* WHAT YOU ARE ASKED TO DO:
Write out the part of the set theory discussion between "It shouldn't surprise" and "day-to-day working mathematicians.", inclusive.

* DOCUMENT EXCERPT:
►

1. I thought mathematics was moving more towards a category theory based foundation, as opposed to the set theoretical stuff.

2. Isn't it in part because we have over 120 years of results and proofs that are based on set theory, and people aren't just going to throw that out for something newer? Granted, Category Theory has been around in some form since about the 1940's, but it's still newer than set theory.

3. Russell's Paradox hasn't stopped people from using Set Theory to achieve useful results, and the axiomatization of Set Theory and the advent of ZFC is why (or at least part of why) that was possible, no?

2. ZFC is fully adequate for all the mathematics 99% of professional mathematicians do (and probably more than adequate in terms of strength). Also, all the mathematics 99% of mathematicians do is insensitive to foundational issues, so if you swapped ZFC for another axiomatization of similar strength, no one would notice.

3. I don't believe ZFC was the first to avoid the paradox, but yes, it does not suffer from Russell's Paradox.

Because most math fields work at a higher level, and whether they consider set theory or category theory foundational doesn't matter. For instance, the defining property of ordered pairs is: `(a, b) = (c, d) iff a = c and b = d`. {a, {a,b}} is a (set-theoretic) model for ordered pairs, but it's not the only model. As long as a model exists, the question of "which model you're using" isn't relevant.

Not really. Most working mathematics is done without any particular foundational context (in fact, it's probably done in naive set theory). If you asked a mathematician, they'd tell you they were using ZFC, but only because everyone does; in practice they don't know or care what foundations they're working with.

> From what I've learned so far, the set theory suffers from Russel's Paradox[0] (does the set of all sets that does not contain itself, contains itself ?). That's what motivated the formalization of Type Theory and the invention of Type Systems in programming languages.

Naive set theory suffers from that paradox. ZFC is a minimal "patch" that avoids it (through the rather ugly hack of an axiom schema).

It shouldn't surprise any programmer that most people working in the field would rather use a bodge that lets them use all their existing theorems and avoid having to learn anything new, rather than a new foundational paradigm.

People who care deeply about foundations are working on things like HoTT. But it's just not that important to day-to-day working mathematicians.

ZFC is a bit messy sometimes, but it's actually kind of nice in its simplicity. I am a big fan of TLA+, for example, and it's really kind of beautiful how easily you can define incredibly precise invariants by using the set theory predicate logic.

◄

* ENTRIES SHOWN:
►

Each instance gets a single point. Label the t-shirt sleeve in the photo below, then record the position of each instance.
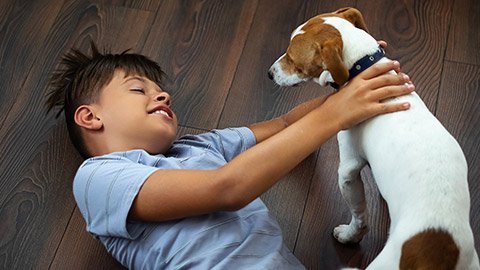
(104, 190)
(231, 142)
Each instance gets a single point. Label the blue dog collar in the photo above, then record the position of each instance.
(362, 64)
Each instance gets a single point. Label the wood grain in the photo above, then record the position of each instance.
(200, 61)
(464, 37)
(216, 54)
(459, 112)
(416, 33)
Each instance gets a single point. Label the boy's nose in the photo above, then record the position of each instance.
(163, 97)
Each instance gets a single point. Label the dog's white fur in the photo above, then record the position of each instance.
(419, 167)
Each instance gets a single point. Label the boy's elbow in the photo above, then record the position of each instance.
(231, 192)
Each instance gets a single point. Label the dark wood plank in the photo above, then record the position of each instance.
(79, 250)
(253, 98)
(149, 5)
(36, 201)
(199, 44)
(459, 111)
(22, 30)
(416, 33)
(464, 37)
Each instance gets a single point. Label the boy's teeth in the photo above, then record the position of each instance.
(162, 112)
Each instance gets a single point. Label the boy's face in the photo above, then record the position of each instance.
(136, 114)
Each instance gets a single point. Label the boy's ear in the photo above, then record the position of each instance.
(86, 117)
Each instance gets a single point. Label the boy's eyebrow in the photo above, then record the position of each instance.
(133, 78)
(130, 78)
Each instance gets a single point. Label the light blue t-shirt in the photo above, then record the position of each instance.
(105, 187)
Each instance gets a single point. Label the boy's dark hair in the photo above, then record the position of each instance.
(82, 78)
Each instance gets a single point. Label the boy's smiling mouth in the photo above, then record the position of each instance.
(162, 110)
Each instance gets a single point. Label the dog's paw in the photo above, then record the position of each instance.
(348, 234)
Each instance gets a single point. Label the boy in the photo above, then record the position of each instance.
(193, 203)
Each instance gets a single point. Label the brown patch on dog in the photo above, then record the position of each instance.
(429, 250)
(320, 47)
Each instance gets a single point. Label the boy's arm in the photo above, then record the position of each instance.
(266, 129)
(171, 194)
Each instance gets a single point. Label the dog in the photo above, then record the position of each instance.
(419, 168)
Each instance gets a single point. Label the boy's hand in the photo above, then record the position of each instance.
(361, 98)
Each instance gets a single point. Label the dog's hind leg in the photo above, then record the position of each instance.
(351, 187)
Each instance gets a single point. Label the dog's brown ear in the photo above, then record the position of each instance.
(354, 16)
(332, 57)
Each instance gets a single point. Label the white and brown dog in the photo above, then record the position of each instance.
(419, 167)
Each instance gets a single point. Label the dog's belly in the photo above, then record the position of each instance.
(417, 164)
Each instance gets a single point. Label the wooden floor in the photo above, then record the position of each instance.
(216, 54)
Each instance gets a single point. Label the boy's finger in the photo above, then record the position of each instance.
(388, 80)
(392, 91)
(392, 107)
(379, 69)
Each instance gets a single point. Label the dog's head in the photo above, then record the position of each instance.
(315, 47)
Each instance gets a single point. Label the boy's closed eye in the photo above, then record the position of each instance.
(139, 90)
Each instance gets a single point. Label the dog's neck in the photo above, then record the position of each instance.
(357, 44)
(362, 64)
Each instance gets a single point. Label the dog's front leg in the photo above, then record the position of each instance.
(351, 187)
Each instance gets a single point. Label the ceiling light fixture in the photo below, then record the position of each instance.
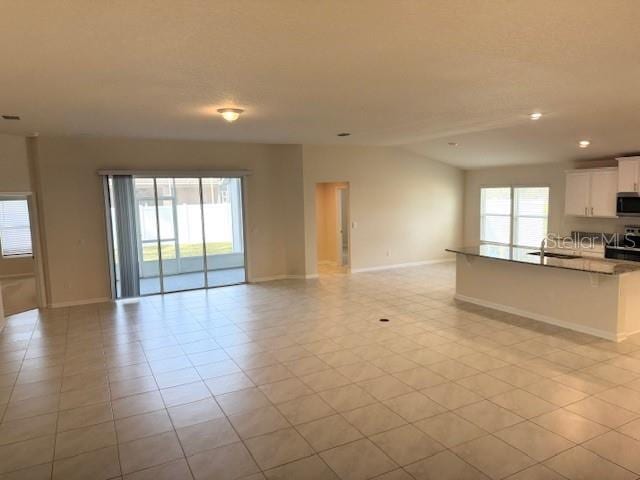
(230, 114)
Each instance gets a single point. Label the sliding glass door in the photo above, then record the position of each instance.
(187, 233)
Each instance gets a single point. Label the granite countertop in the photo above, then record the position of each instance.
(522, 255)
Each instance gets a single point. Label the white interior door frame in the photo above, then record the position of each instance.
(342, 234)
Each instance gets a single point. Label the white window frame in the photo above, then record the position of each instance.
(25, 198)
(512, 215)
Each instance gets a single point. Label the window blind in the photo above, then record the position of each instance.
(15, 229)
(495, 215)
(530, 213)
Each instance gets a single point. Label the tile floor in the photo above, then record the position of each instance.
(300, 380)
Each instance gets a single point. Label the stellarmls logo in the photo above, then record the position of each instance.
(566, 241)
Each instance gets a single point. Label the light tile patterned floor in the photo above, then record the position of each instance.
(300, 380)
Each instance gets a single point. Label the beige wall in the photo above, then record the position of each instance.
(73, 206)
(14, 178)
(548, 174)
(403, 203)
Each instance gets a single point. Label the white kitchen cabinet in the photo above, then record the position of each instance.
(604, 190)
(576, 198)
(628, 174)
(591, 192)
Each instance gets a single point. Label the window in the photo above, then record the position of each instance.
(530, 213)
(495, 215)
(514, 215)
(15, 229)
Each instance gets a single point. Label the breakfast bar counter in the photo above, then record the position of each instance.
(597, 296)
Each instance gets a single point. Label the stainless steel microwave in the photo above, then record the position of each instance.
(628, 205)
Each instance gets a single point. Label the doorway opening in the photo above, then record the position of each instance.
(171, 234)
(332, 228)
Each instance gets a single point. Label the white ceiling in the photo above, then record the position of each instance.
(418, 74)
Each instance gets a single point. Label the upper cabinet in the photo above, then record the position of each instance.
(591, 192)
(628, 174)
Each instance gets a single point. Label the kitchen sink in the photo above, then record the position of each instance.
(564, 256)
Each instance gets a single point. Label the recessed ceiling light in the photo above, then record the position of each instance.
(230, 114)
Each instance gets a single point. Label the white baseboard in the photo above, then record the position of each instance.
(283, 277)
(17, 276)
(270, 278)
(75, 303)
(402, 265)
(615, 337)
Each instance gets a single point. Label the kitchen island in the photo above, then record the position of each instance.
(597, 296)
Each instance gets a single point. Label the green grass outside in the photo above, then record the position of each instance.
(150, 252)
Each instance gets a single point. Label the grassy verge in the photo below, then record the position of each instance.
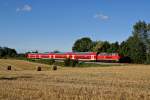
(79, 64)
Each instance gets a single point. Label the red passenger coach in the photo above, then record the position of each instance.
(86, 56)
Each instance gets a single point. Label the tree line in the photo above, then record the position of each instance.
(7, 52)
(136, 48)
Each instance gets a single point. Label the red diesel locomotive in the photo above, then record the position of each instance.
(88, 56)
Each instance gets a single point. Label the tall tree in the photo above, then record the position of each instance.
(83, 45)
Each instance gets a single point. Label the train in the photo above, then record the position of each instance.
(81, 56)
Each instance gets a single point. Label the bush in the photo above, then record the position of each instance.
(39, 68)
(125, 60)
(67, 62)
(54, 67)
(51, 61)
(74, 63)
(8, 67)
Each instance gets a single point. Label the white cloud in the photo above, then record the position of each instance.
(101, 16)
(25, 8)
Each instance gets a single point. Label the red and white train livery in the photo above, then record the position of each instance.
(89, 56)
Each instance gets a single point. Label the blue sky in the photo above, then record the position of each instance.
(48, 25)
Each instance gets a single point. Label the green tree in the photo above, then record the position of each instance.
(97, 46)
(114, 47)
(83, 45)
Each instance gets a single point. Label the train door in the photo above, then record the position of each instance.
(92, 57)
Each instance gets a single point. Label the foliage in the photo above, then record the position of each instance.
(67, 62)
(82, 45)
(7, 52)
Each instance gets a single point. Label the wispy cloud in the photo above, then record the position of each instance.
(101, 16)
(25, 8)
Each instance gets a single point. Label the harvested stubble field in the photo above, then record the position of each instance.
(23, 82)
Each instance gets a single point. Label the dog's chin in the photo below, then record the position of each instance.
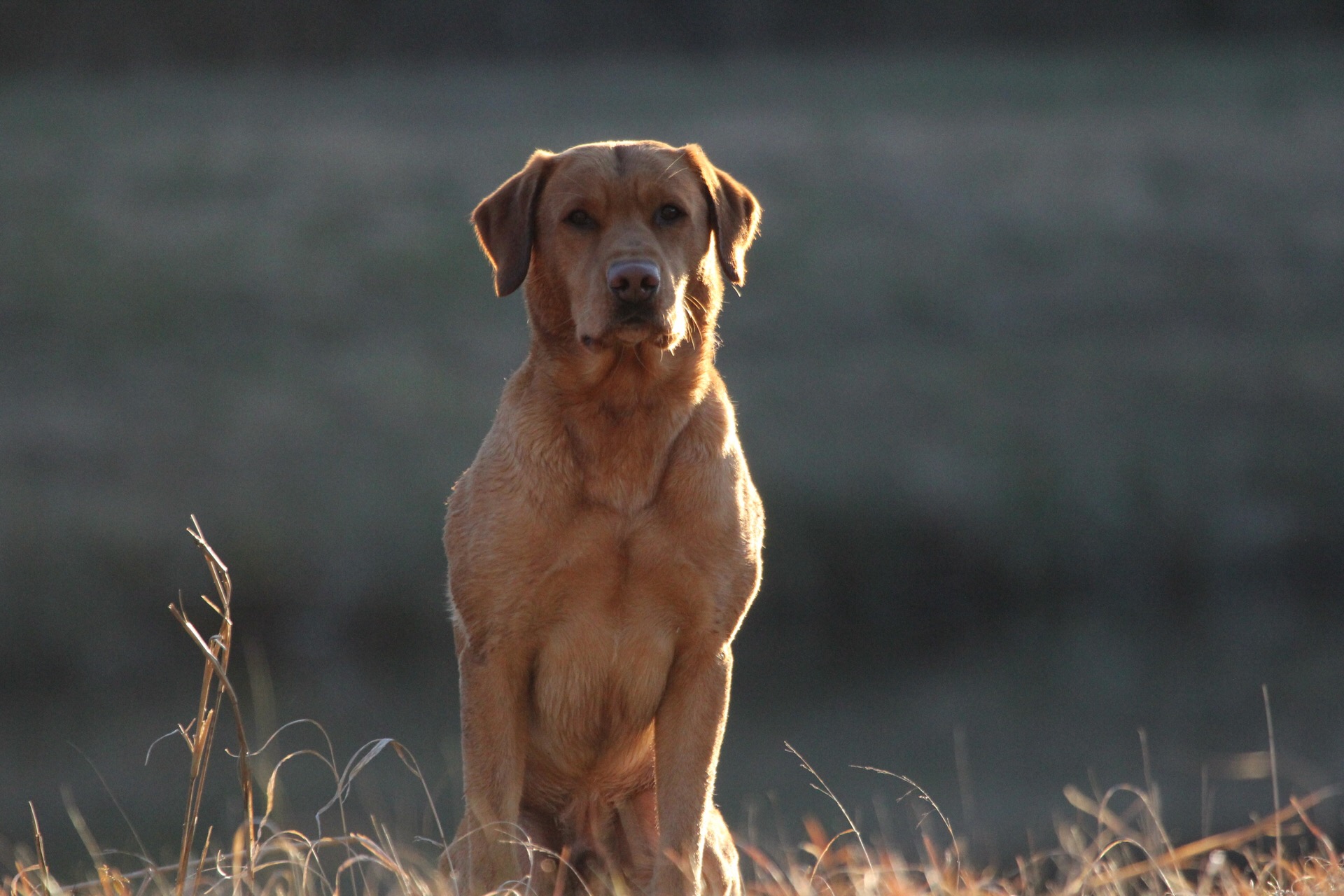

◄

* OUTPUT FOR THIS TASK:
It shouldn't surprise any programmer that most people working in the field would rather use a bodge that lets them use all their existing theorems and avoid having to learn anything new, rather than a new foundational paradigm.

People who care deeply about foundations are working on things like HoTT. But it's just not that important to day-to-day working mathematicians.